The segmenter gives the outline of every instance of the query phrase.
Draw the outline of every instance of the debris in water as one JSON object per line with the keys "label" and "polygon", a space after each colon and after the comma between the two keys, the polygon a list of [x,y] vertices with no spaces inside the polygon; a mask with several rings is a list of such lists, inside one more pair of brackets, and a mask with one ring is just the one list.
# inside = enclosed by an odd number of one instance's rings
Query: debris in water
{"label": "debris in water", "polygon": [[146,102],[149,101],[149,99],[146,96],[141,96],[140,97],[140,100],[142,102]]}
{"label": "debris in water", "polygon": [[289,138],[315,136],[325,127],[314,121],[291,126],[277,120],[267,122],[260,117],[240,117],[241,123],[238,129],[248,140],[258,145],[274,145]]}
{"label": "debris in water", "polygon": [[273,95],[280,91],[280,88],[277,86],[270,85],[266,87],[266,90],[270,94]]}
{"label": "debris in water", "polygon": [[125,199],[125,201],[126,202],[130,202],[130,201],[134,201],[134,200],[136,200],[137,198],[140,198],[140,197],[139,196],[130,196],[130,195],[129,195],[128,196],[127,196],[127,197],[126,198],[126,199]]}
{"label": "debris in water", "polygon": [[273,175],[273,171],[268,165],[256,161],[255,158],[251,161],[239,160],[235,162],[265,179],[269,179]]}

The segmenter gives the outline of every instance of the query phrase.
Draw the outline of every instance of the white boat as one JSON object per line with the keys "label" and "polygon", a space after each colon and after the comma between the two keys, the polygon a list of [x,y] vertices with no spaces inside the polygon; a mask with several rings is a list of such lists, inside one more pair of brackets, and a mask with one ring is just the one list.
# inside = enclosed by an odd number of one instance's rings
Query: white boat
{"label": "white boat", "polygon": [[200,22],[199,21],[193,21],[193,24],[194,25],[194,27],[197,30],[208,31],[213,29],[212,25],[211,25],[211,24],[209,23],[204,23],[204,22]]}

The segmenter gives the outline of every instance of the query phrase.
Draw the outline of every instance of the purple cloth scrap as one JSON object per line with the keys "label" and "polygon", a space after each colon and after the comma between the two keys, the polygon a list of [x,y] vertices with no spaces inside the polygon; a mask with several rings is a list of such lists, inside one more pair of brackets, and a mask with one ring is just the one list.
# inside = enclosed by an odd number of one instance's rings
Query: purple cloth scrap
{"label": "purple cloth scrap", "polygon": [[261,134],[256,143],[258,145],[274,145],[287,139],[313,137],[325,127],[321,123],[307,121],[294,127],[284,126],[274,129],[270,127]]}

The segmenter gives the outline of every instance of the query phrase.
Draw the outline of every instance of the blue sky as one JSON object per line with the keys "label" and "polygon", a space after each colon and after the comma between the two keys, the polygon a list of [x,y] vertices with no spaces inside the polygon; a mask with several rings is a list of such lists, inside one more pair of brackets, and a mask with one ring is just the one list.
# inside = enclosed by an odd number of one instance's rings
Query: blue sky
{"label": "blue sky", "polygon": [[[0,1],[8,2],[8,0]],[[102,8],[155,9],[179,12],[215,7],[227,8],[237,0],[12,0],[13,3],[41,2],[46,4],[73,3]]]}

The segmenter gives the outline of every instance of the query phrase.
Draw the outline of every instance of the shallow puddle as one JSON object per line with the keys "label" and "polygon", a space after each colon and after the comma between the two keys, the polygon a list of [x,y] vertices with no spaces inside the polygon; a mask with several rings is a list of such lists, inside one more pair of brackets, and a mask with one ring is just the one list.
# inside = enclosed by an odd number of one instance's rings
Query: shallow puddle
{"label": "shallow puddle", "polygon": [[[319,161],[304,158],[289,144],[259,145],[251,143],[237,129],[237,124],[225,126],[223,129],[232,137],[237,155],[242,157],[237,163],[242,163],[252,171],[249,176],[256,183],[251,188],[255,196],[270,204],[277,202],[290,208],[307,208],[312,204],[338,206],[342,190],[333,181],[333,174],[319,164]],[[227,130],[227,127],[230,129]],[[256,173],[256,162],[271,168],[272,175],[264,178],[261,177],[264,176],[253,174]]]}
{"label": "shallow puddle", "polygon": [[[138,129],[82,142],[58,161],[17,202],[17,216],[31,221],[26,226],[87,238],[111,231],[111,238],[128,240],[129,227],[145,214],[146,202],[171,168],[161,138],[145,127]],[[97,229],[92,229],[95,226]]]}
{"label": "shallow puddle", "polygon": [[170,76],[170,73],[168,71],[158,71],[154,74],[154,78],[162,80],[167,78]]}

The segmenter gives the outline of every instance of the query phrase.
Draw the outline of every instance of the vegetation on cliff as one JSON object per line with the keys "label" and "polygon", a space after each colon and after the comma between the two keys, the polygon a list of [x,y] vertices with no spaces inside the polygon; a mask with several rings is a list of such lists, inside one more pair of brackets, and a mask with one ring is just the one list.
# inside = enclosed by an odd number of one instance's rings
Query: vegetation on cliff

▶ [Exercise instructions]: How many lines of the records above contain the word "scrap"? Reply with the number only.

▶ [Written solution]: 3